Exercise description:
Reproduce the entries word for word, starting with the line that contains "Target: green foliage background" and going on through the end of the entries.

%%

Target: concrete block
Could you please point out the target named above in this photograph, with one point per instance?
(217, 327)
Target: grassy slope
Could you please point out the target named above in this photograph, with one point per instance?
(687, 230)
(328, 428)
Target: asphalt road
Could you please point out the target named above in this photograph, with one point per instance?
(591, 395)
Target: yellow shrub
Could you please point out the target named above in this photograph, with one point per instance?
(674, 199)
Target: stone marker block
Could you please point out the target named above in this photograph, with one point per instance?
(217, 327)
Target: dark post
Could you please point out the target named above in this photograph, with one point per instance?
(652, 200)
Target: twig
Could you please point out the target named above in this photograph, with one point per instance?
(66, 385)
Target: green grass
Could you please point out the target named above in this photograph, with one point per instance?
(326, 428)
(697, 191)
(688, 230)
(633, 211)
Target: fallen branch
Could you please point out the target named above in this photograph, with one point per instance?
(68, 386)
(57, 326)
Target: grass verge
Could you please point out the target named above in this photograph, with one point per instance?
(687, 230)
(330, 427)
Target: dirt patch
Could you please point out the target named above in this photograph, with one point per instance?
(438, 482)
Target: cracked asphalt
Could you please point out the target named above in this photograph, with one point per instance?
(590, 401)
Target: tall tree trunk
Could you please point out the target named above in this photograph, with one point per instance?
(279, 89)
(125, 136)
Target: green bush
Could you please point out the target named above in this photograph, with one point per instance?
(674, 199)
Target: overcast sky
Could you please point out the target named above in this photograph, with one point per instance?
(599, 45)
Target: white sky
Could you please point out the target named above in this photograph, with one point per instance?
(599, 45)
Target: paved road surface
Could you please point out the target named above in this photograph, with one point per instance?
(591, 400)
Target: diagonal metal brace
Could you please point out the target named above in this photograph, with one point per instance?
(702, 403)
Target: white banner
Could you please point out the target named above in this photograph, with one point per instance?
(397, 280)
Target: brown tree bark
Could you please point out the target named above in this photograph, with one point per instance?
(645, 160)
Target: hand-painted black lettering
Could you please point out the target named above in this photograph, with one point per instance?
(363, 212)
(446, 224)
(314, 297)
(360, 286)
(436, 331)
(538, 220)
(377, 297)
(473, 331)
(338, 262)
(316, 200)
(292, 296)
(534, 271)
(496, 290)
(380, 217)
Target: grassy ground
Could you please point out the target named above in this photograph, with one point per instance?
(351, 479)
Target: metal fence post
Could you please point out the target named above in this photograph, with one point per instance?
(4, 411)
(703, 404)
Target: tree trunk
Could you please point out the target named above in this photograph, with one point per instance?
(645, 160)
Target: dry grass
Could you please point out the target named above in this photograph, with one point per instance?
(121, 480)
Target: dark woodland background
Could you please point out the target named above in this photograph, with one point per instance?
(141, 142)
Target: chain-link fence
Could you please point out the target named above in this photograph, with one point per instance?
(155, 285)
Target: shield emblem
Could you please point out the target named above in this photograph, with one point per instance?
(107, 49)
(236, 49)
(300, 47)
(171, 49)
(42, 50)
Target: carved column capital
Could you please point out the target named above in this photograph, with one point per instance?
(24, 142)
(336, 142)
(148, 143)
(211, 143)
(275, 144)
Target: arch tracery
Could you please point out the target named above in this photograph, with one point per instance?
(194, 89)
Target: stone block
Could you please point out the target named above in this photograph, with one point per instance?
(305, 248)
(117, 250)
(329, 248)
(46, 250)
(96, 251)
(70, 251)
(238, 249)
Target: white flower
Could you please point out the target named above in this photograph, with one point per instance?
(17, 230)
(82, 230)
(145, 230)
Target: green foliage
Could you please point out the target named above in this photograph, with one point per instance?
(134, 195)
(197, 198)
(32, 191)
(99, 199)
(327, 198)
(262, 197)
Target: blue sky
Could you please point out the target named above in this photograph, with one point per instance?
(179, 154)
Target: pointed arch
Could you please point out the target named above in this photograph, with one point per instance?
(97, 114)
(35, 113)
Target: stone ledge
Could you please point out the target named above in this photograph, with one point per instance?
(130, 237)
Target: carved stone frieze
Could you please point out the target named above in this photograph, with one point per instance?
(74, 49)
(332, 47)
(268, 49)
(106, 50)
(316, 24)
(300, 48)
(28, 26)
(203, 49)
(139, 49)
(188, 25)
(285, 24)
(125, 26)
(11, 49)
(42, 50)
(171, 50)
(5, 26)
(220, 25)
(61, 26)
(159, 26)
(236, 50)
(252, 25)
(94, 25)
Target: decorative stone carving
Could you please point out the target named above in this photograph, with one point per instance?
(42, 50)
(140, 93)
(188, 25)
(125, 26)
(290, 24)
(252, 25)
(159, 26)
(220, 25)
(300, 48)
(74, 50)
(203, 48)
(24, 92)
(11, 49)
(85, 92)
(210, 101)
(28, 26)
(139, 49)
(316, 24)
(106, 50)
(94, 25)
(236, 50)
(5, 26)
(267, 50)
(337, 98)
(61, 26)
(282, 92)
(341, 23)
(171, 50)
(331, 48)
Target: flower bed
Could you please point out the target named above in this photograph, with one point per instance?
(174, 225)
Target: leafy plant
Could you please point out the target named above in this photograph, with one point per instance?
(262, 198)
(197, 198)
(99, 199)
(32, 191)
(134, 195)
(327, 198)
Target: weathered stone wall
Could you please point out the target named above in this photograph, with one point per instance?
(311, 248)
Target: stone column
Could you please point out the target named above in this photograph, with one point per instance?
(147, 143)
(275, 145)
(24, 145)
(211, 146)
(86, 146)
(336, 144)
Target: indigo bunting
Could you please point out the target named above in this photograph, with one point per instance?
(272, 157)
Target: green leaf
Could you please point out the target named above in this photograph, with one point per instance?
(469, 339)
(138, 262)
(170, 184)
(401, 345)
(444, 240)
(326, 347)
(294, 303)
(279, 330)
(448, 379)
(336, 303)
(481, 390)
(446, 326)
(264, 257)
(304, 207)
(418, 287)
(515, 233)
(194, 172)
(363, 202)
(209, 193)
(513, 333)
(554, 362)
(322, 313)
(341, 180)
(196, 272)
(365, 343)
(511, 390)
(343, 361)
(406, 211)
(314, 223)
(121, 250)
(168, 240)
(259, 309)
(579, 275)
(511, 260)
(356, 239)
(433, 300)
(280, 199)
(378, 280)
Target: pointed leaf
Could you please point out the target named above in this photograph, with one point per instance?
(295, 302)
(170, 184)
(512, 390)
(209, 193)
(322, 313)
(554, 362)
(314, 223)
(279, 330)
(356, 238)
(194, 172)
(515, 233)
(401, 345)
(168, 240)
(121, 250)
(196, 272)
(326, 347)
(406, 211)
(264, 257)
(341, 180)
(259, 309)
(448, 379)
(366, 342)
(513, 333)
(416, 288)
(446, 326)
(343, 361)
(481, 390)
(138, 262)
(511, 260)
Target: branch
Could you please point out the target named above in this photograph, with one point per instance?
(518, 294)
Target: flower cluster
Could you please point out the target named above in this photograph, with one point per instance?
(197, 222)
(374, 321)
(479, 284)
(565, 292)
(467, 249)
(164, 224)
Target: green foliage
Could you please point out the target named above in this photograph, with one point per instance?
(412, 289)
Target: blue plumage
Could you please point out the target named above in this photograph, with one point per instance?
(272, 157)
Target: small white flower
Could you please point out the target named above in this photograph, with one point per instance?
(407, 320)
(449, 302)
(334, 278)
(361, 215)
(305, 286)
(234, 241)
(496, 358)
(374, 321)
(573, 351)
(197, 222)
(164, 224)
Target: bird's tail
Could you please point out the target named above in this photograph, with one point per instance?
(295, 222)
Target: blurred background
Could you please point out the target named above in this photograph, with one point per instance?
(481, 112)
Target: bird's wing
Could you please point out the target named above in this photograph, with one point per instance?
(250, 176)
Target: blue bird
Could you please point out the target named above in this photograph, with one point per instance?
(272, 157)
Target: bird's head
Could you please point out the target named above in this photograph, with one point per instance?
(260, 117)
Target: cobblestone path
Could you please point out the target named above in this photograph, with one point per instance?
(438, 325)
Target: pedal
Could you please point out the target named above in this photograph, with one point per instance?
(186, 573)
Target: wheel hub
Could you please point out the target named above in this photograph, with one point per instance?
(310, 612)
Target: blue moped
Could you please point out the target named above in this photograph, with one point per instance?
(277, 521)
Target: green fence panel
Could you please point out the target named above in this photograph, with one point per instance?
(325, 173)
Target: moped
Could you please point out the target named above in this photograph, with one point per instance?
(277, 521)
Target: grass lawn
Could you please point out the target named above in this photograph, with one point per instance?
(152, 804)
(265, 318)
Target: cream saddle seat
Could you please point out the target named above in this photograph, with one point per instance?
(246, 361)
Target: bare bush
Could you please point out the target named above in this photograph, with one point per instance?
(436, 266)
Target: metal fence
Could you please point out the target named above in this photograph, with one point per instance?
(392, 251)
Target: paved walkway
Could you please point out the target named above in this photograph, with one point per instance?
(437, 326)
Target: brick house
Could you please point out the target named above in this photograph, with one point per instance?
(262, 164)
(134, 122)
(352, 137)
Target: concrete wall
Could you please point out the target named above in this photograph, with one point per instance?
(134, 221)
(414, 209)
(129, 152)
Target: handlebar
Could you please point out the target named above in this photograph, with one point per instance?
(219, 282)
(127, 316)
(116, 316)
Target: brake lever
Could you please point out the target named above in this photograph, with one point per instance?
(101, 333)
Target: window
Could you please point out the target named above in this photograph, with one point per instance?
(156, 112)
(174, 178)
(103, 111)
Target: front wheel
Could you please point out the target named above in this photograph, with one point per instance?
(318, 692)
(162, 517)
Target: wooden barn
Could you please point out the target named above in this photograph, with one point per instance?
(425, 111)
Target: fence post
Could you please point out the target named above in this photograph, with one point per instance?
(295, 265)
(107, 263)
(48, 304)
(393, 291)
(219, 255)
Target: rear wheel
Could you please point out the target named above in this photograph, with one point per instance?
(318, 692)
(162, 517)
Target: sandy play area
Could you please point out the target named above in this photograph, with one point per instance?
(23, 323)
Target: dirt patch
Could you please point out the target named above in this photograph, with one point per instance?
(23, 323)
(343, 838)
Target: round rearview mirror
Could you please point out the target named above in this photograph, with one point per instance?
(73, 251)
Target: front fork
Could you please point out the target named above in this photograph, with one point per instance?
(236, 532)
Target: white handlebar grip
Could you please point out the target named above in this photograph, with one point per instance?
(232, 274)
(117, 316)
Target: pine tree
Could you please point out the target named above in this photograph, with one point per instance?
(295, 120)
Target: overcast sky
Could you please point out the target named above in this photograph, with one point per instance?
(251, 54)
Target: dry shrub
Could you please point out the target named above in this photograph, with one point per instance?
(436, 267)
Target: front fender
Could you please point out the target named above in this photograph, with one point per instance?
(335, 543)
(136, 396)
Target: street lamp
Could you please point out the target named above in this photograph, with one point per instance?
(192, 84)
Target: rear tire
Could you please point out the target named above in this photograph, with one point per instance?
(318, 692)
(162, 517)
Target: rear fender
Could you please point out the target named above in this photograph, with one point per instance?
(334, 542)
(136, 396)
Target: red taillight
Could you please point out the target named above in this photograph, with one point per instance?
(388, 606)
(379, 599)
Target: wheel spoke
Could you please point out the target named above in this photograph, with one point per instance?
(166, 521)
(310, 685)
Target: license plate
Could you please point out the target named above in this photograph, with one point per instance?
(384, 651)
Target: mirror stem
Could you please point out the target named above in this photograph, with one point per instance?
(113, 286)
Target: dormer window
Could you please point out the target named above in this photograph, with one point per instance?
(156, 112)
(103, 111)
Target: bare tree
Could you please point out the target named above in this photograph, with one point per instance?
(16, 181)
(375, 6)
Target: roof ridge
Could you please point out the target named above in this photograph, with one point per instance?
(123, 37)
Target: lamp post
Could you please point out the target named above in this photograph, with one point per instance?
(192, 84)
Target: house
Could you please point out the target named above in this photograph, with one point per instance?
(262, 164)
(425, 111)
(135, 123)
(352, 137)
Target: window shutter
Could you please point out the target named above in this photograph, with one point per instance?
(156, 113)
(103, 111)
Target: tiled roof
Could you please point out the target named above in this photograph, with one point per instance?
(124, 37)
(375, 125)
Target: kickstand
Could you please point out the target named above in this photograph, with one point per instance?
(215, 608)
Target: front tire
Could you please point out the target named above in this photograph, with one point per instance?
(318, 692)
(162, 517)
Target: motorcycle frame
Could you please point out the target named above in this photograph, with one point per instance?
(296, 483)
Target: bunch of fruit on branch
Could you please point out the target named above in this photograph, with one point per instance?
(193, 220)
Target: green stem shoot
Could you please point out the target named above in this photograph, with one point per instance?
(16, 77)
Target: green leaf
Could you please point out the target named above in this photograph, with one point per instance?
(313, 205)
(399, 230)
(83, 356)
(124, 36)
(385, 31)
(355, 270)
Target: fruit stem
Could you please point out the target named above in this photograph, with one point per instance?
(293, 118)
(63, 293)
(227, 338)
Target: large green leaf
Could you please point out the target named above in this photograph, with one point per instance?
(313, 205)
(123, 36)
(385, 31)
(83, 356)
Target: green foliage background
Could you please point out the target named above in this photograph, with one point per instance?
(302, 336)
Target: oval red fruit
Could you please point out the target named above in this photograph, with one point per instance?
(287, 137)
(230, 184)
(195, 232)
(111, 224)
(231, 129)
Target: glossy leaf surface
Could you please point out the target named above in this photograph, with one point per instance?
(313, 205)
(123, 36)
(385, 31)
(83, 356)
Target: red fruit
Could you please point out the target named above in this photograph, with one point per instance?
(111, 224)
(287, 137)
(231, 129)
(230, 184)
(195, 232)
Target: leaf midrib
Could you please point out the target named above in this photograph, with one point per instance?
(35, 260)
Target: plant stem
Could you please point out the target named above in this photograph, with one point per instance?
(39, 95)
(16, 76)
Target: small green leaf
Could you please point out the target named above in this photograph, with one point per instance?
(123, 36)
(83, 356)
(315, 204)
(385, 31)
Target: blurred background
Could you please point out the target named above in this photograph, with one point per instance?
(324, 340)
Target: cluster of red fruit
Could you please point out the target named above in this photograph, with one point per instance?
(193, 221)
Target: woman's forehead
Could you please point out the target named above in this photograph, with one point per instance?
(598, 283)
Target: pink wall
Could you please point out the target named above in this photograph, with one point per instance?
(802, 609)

%%

Problem solution:
Target: green foliage background
Could you please point out the target named above in this photograph, with one point per instance?
(302, 336)
Target: oval red fruit
Could you please point out the target named above in this photograph, with one point per instance?
(287, 137)
(230, 184)
(195, 232)
(111, 224)
(231, 129)
Target: glossy leaf surface
Could you please point out the target named above in this photograph, with one point per instance?
(313, 205)
(123, 36)
(385, 31)
(83, 356)
Target: red fruit
Could you please point out the target named above in this photograph, with one point per instance?
(111, 224)
(287, 137)
(231, 129)
(230, 184)
(195, 232)
Target: leaf midrib
Could you please point out the target named above in this photograph, with one point per instance?
(35, 260)
Target: plant stem
Could you please point out the target named above in this photograph, with one point per instance?
(39, 95)
(16, 76)
Target: small green leaf
Could you please point out the target named above in this photograph, with one point per instance?
(123, 36)
(83, 356)
(315, 204)
(385, 31)
Target: blurred background
Could you please point out the target named above in this photograph, with one point per instance?
(324, 340)
Target: cluster of red fruit
Could you please point out the target named above in this photograph, with one point per instance?
(193, 221)
Target: woman's forehead
Could you please point out the target named above in this photograph, with one point per instance?
(598, 283)
Target: pink wall
Could you please point out the target named above in this photograph, with one point per instance?
(802, 609)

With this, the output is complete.